▶ **Supplied data**:

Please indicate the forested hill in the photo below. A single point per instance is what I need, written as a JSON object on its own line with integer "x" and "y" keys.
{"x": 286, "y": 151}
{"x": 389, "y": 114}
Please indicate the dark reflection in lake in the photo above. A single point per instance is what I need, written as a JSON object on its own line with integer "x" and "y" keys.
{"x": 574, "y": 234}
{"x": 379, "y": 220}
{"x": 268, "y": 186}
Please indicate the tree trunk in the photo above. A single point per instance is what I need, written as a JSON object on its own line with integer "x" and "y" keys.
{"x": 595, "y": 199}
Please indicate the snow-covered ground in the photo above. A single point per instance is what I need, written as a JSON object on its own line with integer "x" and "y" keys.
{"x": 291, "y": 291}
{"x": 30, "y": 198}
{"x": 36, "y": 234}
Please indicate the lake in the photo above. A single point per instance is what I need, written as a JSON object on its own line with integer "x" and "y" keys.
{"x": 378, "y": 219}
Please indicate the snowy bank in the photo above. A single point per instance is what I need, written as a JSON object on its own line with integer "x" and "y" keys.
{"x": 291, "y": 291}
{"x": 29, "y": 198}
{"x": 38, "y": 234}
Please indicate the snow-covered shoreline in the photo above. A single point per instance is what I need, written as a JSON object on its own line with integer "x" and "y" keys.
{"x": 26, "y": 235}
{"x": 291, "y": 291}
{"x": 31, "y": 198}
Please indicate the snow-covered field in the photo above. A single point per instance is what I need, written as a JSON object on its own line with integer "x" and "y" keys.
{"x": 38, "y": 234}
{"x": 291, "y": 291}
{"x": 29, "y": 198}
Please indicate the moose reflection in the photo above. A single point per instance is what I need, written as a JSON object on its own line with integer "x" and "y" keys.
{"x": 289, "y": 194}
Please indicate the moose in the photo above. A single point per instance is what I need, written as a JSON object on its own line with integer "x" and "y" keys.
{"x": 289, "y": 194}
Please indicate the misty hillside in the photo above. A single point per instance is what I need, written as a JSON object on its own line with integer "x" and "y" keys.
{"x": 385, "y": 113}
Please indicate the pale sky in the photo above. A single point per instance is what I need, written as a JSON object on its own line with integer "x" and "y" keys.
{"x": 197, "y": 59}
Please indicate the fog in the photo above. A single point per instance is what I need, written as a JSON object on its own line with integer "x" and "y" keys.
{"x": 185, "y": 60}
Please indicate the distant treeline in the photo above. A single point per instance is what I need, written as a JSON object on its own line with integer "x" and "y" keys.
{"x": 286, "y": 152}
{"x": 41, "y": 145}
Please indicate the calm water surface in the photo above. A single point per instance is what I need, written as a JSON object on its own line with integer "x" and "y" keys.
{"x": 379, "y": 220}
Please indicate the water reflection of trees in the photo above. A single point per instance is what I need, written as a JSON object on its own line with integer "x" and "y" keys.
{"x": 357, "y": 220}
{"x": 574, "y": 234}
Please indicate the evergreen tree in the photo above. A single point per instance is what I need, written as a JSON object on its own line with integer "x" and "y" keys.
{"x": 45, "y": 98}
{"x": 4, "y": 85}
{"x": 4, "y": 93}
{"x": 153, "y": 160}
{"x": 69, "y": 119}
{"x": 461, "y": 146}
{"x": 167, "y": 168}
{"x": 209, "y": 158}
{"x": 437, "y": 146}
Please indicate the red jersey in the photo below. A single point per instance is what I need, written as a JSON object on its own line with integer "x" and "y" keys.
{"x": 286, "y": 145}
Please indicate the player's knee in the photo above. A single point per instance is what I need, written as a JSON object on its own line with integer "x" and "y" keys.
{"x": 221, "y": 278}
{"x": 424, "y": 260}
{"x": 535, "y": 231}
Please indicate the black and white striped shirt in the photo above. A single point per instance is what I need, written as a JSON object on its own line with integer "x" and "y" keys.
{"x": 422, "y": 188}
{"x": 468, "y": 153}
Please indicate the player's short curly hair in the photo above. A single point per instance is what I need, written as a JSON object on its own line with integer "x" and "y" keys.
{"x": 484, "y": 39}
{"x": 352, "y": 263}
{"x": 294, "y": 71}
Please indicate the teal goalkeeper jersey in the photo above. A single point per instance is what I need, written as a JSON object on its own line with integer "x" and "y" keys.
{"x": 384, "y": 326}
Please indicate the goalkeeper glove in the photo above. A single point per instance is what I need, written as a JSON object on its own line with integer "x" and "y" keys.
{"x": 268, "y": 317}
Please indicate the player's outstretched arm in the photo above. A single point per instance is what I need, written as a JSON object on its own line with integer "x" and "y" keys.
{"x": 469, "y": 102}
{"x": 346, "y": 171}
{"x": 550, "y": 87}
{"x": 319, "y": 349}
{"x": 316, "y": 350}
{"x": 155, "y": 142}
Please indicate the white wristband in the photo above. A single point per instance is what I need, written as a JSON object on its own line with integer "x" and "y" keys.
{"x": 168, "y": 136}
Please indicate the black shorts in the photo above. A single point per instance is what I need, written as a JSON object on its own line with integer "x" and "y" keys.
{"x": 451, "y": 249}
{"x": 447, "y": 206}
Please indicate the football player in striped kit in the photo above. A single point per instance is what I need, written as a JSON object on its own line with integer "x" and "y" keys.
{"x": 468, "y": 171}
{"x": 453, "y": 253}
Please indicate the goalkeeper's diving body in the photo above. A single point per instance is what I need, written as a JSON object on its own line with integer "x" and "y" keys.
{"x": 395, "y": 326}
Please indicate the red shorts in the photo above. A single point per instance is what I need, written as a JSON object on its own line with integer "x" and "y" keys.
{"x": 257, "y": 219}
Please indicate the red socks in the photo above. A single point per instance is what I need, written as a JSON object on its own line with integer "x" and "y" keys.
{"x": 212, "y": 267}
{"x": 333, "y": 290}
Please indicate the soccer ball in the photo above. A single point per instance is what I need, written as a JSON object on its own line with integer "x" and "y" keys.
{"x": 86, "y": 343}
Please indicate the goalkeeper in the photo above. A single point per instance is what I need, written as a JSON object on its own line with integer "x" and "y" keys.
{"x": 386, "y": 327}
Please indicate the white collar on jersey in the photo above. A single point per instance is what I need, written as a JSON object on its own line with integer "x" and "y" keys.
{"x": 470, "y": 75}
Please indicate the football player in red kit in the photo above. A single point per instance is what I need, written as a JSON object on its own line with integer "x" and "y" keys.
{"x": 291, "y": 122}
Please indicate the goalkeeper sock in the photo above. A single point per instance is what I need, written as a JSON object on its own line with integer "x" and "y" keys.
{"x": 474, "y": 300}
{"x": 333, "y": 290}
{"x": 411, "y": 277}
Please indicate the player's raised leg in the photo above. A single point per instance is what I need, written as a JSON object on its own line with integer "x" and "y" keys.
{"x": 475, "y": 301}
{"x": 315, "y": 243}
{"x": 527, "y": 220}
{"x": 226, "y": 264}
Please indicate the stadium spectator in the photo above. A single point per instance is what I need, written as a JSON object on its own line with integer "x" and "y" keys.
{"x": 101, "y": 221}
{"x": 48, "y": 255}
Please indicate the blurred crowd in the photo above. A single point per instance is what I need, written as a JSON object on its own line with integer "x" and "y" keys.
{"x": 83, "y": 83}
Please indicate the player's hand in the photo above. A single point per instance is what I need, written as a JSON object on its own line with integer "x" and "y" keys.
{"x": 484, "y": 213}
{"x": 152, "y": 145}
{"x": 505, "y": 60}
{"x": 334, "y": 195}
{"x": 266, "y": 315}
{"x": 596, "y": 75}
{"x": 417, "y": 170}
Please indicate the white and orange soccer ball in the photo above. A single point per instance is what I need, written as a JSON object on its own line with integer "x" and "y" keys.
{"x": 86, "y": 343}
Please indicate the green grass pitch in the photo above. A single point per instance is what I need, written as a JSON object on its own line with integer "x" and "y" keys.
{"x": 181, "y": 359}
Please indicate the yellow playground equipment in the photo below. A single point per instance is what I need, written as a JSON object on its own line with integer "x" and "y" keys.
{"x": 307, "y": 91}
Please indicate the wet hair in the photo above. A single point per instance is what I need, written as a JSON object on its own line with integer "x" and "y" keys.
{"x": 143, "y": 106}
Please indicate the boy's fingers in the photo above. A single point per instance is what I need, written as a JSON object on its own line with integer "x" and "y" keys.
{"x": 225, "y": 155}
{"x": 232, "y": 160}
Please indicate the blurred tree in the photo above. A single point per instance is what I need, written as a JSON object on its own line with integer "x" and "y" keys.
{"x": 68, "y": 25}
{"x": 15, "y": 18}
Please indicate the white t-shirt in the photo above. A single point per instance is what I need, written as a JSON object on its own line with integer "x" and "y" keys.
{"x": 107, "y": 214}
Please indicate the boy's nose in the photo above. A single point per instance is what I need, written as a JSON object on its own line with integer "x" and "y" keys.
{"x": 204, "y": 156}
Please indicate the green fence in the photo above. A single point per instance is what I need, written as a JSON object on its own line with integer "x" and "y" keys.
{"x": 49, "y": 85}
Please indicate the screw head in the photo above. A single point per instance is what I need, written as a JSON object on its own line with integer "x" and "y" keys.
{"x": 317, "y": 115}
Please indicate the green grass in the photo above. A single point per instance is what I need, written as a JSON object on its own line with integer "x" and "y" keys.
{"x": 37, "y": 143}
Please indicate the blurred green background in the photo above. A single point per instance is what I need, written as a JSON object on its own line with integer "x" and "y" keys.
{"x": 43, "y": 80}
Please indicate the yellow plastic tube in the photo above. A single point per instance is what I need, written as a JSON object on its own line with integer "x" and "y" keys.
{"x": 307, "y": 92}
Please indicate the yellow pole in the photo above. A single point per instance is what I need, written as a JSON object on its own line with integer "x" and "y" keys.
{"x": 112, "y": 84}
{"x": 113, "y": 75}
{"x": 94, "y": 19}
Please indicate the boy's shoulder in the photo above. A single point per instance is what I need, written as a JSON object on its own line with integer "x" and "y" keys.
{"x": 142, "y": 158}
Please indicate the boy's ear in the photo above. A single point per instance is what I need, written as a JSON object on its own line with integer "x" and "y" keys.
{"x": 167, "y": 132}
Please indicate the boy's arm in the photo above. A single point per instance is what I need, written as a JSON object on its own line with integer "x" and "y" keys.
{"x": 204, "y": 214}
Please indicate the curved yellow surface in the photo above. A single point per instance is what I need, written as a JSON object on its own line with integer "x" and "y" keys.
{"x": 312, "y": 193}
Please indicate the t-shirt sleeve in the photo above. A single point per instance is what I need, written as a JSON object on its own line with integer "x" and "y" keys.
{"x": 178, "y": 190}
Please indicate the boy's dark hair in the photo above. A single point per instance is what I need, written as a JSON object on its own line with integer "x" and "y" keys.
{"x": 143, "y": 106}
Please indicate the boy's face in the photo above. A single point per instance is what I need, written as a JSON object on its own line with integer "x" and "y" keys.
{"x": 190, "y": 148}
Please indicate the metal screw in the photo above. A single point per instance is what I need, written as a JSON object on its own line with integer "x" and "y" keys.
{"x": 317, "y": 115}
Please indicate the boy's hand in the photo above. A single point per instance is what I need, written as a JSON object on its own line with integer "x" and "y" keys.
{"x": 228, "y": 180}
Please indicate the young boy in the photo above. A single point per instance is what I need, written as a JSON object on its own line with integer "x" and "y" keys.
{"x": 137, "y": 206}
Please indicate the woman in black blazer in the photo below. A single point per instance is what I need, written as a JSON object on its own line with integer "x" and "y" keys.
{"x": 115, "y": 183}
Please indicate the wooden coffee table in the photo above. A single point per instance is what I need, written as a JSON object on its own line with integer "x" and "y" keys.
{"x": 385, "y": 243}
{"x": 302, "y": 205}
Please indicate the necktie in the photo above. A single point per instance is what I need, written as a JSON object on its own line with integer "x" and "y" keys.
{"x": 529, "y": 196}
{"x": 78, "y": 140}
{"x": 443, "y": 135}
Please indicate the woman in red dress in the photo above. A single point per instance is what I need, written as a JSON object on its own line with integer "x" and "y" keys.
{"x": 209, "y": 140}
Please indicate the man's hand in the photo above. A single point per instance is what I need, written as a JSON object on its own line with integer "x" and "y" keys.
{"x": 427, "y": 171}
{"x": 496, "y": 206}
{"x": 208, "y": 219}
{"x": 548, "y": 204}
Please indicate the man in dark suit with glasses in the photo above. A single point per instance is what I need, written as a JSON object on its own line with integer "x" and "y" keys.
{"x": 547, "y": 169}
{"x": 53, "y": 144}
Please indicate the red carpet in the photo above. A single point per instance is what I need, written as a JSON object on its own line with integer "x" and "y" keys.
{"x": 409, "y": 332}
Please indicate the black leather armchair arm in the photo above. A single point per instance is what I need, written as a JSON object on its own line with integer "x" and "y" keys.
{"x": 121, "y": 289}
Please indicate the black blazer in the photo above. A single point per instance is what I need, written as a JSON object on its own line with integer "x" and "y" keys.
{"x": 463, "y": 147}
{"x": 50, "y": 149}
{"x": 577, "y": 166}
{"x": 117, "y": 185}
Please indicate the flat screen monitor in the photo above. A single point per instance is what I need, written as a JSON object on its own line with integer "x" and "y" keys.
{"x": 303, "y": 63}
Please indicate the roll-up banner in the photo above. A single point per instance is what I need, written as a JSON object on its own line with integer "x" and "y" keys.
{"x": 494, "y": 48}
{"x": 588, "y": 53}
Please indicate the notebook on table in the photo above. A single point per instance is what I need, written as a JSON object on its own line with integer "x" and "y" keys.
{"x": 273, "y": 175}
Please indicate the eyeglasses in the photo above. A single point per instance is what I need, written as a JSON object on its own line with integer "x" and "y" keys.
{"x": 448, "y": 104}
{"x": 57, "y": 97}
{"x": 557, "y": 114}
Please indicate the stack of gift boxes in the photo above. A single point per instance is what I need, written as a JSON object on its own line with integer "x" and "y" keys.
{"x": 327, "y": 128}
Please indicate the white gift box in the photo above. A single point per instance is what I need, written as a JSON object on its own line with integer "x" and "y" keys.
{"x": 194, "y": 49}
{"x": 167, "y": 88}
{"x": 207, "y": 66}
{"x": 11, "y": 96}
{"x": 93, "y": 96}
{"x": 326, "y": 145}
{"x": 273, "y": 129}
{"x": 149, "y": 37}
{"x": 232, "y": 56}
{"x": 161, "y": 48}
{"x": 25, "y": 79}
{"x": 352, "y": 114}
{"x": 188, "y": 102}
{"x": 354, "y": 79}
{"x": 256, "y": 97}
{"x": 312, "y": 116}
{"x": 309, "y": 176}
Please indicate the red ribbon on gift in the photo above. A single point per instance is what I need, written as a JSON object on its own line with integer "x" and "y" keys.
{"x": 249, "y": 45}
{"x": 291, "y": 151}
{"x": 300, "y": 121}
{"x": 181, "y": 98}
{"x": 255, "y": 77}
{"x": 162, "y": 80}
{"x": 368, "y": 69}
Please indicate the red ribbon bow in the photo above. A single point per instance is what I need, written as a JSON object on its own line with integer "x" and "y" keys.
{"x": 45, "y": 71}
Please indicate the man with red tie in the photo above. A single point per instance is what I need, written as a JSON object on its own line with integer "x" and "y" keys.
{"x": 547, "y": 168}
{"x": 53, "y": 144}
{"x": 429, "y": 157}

▶ **Task statement**: Write out exactly the lines from the line holding "Please indicate the notebook" through the last line of the data, and nothing besides those lines.

▶ **Answer to this problem**:
Please indicate the notebook on table in the photo above. A single point per instance is what I need, written as a JSON object on its own line with integer "x" and "y" keys.
{"x": 273, "y": 175}
Please indicate the eyeglasses in the photo above. A single point per instance is what I need, written as a JSON object on its own line with integer "x" and "y" keys.
{"x": 448, "y": 104}
{"x": 57, "y": 97}
{"x": 557, "y": 114}
Please indicate the stack of gift boxes in the photo above. A single point per instance is what I need, written as a JSON object on its own line with integer "x" and "y" keys.
{"x": 327, "y": 128}
Please indicate the white gift box in the photo above. A single point per instance is what I need, written as a JSON object on its own line with integer "x" and "y" keys.
{"x": 194, "y": 49}
{"x": 167, "y": 88}
{"x": 207, "y": 66}
{"x": 11, "y": 96}
{"x": 93, "y": 96}
{"x": 326, "y": 145}
{"x": 273, "y": 129}
{"x": 149, "y": 37}
{"x": 232, "y": 56}
{"x": 161, "y": 48}
{"x": 25, "y": 79}
{"x": 352, "y": 114}
{"x": 188, "y": 102}
{"x": 354, "y": 79}
{"x": 256, "y": 97}
{"x": 312, "y": 116}
{"x": 309, "y": 176}
Please indicate the red ribbon on gift in the photo above. A single point per instance is what I need, written as a JSON object on its own line with integer "x" and "y" keys.
{"x": 249, "y": 45}
{"x": 291, "y": 151}
{"x": 300, "y": 121}
{"x": 181, "y": 98}
{"x": 255, "y": 77}
{"x": 162, "y": 80}
{"x": 368, "y": 69}
Please indicate the red ribbon bow in the photo above. A single point per instance is what I need, written as a JSON object on its own line with integer "x" and "y" keys.
{"x": 45, "y": 71}
Please indicate the man with red tie in the photo above. A single point per instance is what I need, written as a JSON object on its own line with integer "x" and "y" keys.
{"x": 547, "y": 168}
{"x": 53, "y": 144}
{"x": 429, "y": 157}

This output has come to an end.